----- Material to process -----

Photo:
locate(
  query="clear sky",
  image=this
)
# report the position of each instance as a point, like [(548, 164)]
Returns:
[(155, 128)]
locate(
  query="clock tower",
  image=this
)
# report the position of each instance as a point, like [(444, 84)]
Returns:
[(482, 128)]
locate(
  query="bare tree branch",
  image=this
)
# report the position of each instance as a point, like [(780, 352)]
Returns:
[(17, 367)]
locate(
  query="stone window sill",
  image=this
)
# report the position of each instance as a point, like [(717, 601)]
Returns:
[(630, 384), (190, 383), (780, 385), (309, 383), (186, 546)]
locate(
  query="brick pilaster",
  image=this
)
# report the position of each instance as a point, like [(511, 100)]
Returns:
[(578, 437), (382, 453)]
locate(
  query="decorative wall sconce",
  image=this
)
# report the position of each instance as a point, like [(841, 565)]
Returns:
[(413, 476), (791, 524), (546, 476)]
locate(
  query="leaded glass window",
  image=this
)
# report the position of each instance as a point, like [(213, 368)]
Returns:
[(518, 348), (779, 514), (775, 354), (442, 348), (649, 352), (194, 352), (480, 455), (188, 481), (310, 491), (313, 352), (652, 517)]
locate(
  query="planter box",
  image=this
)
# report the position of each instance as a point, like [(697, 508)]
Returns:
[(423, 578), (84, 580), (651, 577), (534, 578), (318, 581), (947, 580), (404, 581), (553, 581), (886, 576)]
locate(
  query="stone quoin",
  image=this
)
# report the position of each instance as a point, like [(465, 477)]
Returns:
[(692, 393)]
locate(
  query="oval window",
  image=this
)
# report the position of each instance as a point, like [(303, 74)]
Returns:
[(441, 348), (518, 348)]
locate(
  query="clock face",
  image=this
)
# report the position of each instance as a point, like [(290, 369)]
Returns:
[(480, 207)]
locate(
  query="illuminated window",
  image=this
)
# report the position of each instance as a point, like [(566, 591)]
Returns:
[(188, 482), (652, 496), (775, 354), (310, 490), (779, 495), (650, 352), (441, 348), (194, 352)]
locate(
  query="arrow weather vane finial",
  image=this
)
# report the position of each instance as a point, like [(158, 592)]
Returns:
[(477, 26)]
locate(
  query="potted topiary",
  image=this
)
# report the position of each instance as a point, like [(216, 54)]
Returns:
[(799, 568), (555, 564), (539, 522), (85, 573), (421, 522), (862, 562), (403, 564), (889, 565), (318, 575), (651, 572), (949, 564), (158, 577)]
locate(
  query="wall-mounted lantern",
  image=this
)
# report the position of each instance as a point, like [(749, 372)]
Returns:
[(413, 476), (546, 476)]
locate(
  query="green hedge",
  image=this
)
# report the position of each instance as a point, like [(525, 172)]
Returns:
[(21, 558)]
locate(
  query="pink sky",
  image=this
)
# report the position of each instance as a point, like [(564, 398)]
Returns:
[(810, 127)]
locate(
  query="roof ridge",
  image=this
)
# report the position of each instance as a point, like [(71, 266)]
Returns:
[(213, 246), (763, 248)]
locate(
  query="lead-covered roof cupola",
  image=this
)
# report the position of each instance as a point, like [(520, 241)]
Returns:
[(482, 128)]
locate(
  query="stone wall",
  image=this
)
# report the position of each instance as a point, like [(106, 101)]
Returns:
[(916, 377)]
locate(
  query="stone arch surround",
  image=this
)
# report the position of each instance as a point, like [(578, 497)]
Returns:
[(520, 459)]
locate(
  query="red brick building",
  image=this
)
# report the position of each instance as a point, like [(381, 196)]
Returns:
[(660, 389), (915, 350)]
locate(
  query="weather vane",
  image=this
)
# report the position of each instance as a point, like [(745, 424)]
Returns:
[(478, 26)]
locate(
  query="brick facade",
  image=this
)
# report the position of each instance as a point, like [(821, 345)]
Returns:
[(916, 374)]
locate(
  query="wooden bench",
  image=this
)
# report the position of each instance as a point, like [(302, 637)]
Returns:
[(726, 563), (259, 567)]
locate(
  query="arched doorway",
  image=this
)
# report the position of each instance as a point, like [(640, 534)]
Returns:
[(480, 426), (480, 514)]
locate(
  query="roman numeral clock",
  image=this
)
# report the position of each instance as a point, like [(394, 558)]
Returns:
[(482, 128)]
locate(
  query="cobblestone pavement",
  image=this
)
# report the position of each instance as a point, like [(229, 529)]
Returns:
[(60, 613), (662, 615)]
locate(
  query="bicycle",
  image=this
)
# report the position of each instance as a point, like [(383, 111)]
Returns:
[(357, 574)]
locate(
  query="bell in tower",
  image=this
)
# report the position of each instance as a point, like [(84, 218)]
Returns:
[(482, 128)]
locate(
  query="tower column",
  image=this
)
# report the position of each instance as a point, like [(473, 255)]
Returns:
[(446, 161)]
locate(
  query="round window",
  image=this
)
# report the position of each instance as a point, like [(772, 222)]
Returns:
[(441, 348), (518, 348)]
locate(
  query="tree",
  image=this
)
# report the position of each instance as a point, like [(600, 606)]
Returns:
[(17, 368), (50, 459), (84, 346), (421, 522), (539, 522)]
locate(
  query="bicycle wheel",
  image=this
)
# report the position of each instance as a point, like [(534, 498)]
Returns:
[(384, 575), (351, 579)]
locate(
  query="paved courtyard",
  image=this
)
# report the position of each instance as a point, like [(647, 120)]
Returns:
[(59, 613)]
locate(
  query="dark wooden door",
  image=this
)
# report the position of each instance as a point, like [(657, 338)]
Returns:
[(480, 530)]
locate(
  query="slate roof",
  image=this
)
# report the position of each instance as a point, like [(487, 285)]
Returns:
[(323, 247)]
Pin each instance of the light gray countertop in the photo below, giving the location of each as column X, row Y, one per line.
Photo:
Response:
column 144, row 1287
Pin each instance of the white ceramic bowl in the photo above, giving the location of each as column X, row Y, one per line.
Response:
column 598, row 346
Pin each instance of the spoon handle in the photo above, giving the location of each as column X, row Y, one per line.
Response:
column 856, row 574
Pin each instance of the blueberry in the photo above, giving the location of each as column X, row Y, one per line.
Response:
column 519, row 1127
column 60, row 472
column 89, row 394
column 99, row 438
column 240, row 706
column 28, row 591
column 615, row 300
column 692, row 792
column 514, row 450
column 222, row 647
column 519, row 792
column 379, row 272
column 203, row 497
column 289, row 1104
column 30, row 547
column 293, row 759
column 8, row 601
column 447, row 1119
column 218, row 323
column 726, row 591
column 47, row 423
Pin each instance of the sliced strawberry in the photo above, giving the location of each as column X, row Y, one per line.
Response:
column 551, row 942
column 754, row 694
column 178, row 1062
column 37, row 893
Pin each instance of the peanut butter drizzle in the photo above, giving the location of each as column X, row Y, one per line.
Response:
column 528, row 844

-----

Can you arrange every line of the rows above as a Markdown table with a Number column counting the table rows and a Line column holding each line, leaving out any blank lines?

#### Answer for the task
| Number | Line |
|---|---|
| 1 | Photo: |
| 2 | locate( |
| 3 |   query="clear sky", |
| 4 |   image=this |
| 5 | ) |
| 6 | # report the position of each instance as a point, like [(548, 164)] |
| 7 | Returns: |
| 8 | [(155, 128)] |
| 9 | locate( |
| 10 |   query="clock tower", |
| 11 |   image=this |
| 12 | ) |
| 13 | # report the position of each instance as a point, like [(444, 84)] |
| 14 | Returns: |
| 15 | [(482, 128)] |
| 16 | locate( |
| 17 |   query="bare tree branch", |
| 18 |   image=this |
| 19 | ) |
| 20 | # report the position of each instance as a point, like [(780, 352)] |
| 21 | Returns: |
| 22 | [(17, 367)] |
| 23 | locate( |
| 24 |   query="stone window sill", |
| 25 |   image=this |
| 26 | ) |
| 27 | # report the position of each instance as a point, like [(717, 601)] |
| 28 | Returns: |
| 29 | [(630, 384), (190, 383), (780, 385), (309, 383), (186, 546)] |
| 30 | locate( |
| 31 |   query="brick pilaster", |
| 32 |   image=this |
| 33 | ) |
| 34 | # report the position of each instance as a point, like [(511, 100)] |
| 35 | Returns: |
| 36 | [(578, 437), (382, 453)] |
| 37 | locate( |
| 38 |   query="decorative wall sconce", |
| 39 |   image=this |
| 40 | ) |
| 41 | # report the position of each instance as a point, like [(841, 565)] |
| 42 | Returns: |
| 43 | [(413, 476), (791, 524), (546, 476)] |
| 44 | locate( |
| 45 |   query="leaded glass window", |
| 46 |   image=this |
| 47 | ) |
| 48 | # report the position of each instance as a point, like [(213, 368)] |
| 49 | Returns: |
| 50 | [(518, 348), (779, 514), (775, 354), (442, 348), (649, 352), (194, 352), (480, 455), (188, 481), (310, 491), (313, 352), (652, 517)] |
| 51 | locate( |
| 52 |   query="planter box", |
| 53 |   image=this |
| 54 | ) |
| 55 | # report the position of each instance as a point, like [(697, 508)] |
| 56 | Returns: |
| 57 | [(423, 578), (84, 580), (651, 577), (534, 578), (318, 581), (947, 580), (404, 581), (553, 581), (886, 576)] |
| 58 | locate( |
| 59 |   query="stone quoin", |
| 60 |   image=this |
| 61 | ) |
| 62 | # report the position of each instance as a point, like [(465, 477)] |
| 63 | Returns: |
| 64 | [(692, 393)] |
| 65 | locate( |
| 66 |   query="oval window", |
| 67 |   image=this |
| 68 | ) |
| 69 | # report the position of each instance as a point, like [(303, 74)] |
| 70 | Returns: |
| 71 | [(441, 348), (518, 348)] |
| 72 | locate( |
| 73 |   query="clock face", |
| 74 |   image=this |
| 75 | ) |
| 76 | # report the position of each instance as a point, like [(290, 369)] |
| 77 | Returns: |
| 78 | [(480, 207)] |
| 79 | locate( |
| 80 |   query="illuminated window", |
| 81 |   image=this |
| 82 | ) |
| 83 | # report the position of each instance as a point, like [(566, 591)] |
| 84 | Returns: |
| 85 | [(188, 482), (652, 496), (775, 354), (310, 490), (779, 495), (650, 352), (441, 348), (194, 352)] |
| 86 | locate( |
| 87 |   query="arrow weather vane finial", |
| 88 |   image=this |
| 89 | ) |
| 90 | # report the position of each instance as a point, like [(158, 592)] |
| 91 | Returns: |
| 92 | [(477, 26)] |
| 93 | locate( |
| 94 |   query="potted topiary", |
| 95 |   image=this |
| 96 | ) |
| 97 | # report the position of each instance as a point, like [(216, 54)] |
| 98 | Returns: |
| 99 | [(799, 568), (555, 564), (539, 522), (85, 573), (421, 522), (862, 562), (403, 564), (889, 565), (318, 575), (651, 572), (949, 564), (158, 577)] |
| 100 | locate( |
| 101 |   query="wall-mounted lantern", |
| 102 |   image=this |
| 103 | ) |
| 104 | # report the position of each instance as a point, like [(749, 372)] |
| 105 | Returns: |
| 106 | [(413, 476), (546, 476)] |
| 107 | locate( |
| 108 |   query="green hedge", |
| 109 |   image=this |
| 110 | ) |
| 111 | # report the position of each instance as a point, like [(525, 172)] |
| 112 | Returns: |
| 113 | [(21, 558)] |
| 114 | locate( |
| 115 |   query="pink sky", |
| 116 |   image=this |
| 117 | ) |
| 118 | # report the position of each instance as a point, like [(564, 398)] |
| 119 | Returns: |
| 120 | [(810, 127)] |
| 121 | locate( |
| 122 |   query="roof ridge", |
| 123 |   image=this |
| 124 | ) |
| 125 | # report the position of each instance as a point, like [(71, 266)] |
| 126 | Returns: |
| 127 | [(213, 246), (763, 248)] |
| 128 | locate( |
| 129 |   query="lead-covered roof cupola", |
| 130 |   image=this |
| 131 | ) |
| 132 | # report the position of each instance as a point, like [(520, 241)] |
| 133 | Returns: |
| 134 | [(482, 128)] |
| 135 | locate( |
| 136 |   query="stone wall", |
| 137 |   image=this |
| 138 | ) |
| 139 | # report the position of each instance as a point, like [(106, 101)] |
| 140 | Returns: |
| 141 | [(916, 377)] |
| 142 | locate( |
| 143 |   query="stone arch surround", |
| 144 |   image=this |
| 145 | ) |
| 146 | # report the position of each instance as a point, like [(578, 497)] |
| 147 | Returns: |
| 148 | [(520, 459)] |
| 149 | locate( |
| 150 |   query="red brick building", |
| 151 |   image=this |
| 152 | ) |
| 153 | # report the position of each instance as a point, like [(381, 196)] |
| 154 | Returns: |
| 155 | [(660, 389), (915, 350)] |
| 156 | locate( |
| 157 |   query="weather vane", |
| 158 |   image=this |
| 159 | ) |
| 160 | # report the position of each instance as a point, like [(745, 424)] |
| 161 | Returns: |
| 162 | [(478, 26)] |
| 163 | locate( |
| 164 |   query="brick facade", |
| 165 |   image=this |
| 166 | ) |
| 167 | # report the position of each instance as a point, like [(821, 345)] |
| 168 | Returns: |
| 169 | [(916, 374)] |
| 170 | locate( |
| 171 |   query="wooden bench", |
| 172 |   image=this |
| 173 | ) |
| 174 | # report the position of each instance as a point, like [(302, 637)] |
| 175 | Returns: |
| 176 | [(726, 563), (259, 567)] |
| 177 | locate( |
| 178 |   query="arched doorway", |
| 179 |   image=this |
| 180 | ) |
| 181 | # report the position of each instance as a point, like [(640, 534)] |
| 182 | Returns: |
| 183 | [(480, 426), (480, 514)] |
| 184 | locate( |
| 185 |   query="roman numeral clock", |
| 186 |   image=this |
| 187 | ) |
| 188 | # report the position of each instance as a point, like [(394, 558)] |
| 189 | Returns: |
| 190 | [(482, 128)] |
| 191 | locate( |
| 192 |   query="cobblestone pavement", |
| 193 |   image=this |
| 194 | ) |
| 195 | # report the position of each instance as a point, like [(229, 529)] |
| 196 | Returns: |
| 197 | [(60, 613), (662, 615)] |
| 198 | locate( |
| 199 |   query="bicycle", |
| 200 |   image=this |
| 201 | ) |
| 202 | # report the position of each instance as a point, like [(383, 111)] |
| 203 | Returns: |
| 204 | [(357, 574)] |
| 205 | locate( |
| 206 |   query="bell in tower", |
| 207 |   image=this |
| 208 | ) |
| 209 | # report the position of each instance as a point, like [(84, 218)] |
| 210 | Returns: |
| 211 | [(482, 128)] |
| 212 | locate( |
| 213 |   query="tower column", |
| 214 |   image=this |
| 215 | ) |
| 216 | # report the position of each instance as a point, like [(473, 255)] |
| 217 | Returns: |
| 218 | [(446, 161)] |
| 219 | locate( |
| 220 |   query="round window", |
| 221 |   image=this |
| 222 | ) |
| 223 | # report the position of each instance as a point, like [(772, 222)] |
| 224 | Returns: |
| 225 | [(441, 348), (518, 348)] |
| 226 | locate( |
| 227 |   query="tree", |
| 228 |   image=this |
| 229 | ) |
| 230 | # report the position of each instance as a point, like [(600, 606)] |
| 231 | Returns: |
| 232 | [(17, 368), (50, 459), (84, 346), (421, 522), (539, 522)] |
| 233 | locate( |
| 234 |   query="bicycle wheel", |
| 235 |   image=this |
| 236 | ) |
| 237 | # report the position of each instance as a point, like [(534, 498)] |
| 238 | Returns: |
| 239 | [(384, 575), (351, 579)] |
| 240 | locate( |
| 241 |   query="paved courtyard", |
| 242 |   image=this |
| 243 | ) |
| 244 | # report the position of each instance as a point, like [(647, 120)] |
| 245 | Returns: |
| 246 | [(59, 613)] |
| 247 | locate( |
| 248 |   query="dark wooden door", |
| 249 |   image=this |
| 250 | ) |
| 251 | # report the position of each instance as a point, like [(657, 338)] |
| 252 | Returns: |
| 253 | [(480, 530)] |
| 254 | locate( |
| 255 |   query="slate roof", |
| 256 |   image=this |
| 257 | ) |
| 258 | # report the position of each instance as a point, like [(487, 285)] |
| 259 | Returns: |
| 260 | [(323, 247)] |
| 261 | Pin each instance of the light gray countertop in the photo below, giving the location of each as column X, row Y, one per line. |
| 262 | Photo: |
| 263 | Response: |
| 264 | column 144, row 1287 |
| 265 | Pin each instance of the white ceramic bowl in the photo above, giving the location of each as column X, row Y, one per line. |
| 266 | Response: |
| 267 | column 598, row 346 |
| 268 | Pin each instance of the spoon handle in the photo above, giving the location of each as column X, row Y, one per line. |
| 269 | Response: |
| 270 | column 856, row 574 |
| 271 | Pin each instance of the blueberry in the photo above, giving the location of each as column X, row Y, one per line. |
| 272 | Response: |
| 273 | column 519, row 1127 |
| 274 | column 60, row 472 |
| 275 | column 89, row 394 |
| 276 | column 99, row 438 |
| 277 | column 240, row 706 |
| 278 | column 28, row 591 |
| 279 | column 615, row 300 |
| 280 | column 692, row 792 |
| 281 | column 514, row 450 |
| 282 | column 222, row 647 |
| 283 | column 519, row 792 |
| 284 | column 379, row 272 |
| 285 | column 203, row 497 |
| 286 | column 289, row 1104 |
| 287 | column 30, row 547 |
| 288 | column 293, row 759 |
| 289 | column 8, row 601 |
| 290 | column 447, row 1119 |
| 291 | column 218, row 323 |
| 292 | column 726, row 591 |
| 293 | column 47, row 423 |
| 294 | Pin each instance of the sliced strawberry in the photo above, giving the location of each as column X, row Y, one per line. |
| 295 | Response: |
| 296 | column 551, row 942 |
| 297 | column 754, row 694 |
| 298 | column 178, row 1062 |
| 299 | column 37, row 893 |
| 300 | Pin each instance of the peanut butter drizzle in the photo above, giving the location of each as column X, row Y, one per line. |
| 301 | Response: |
| 302 | column 528, row 844 |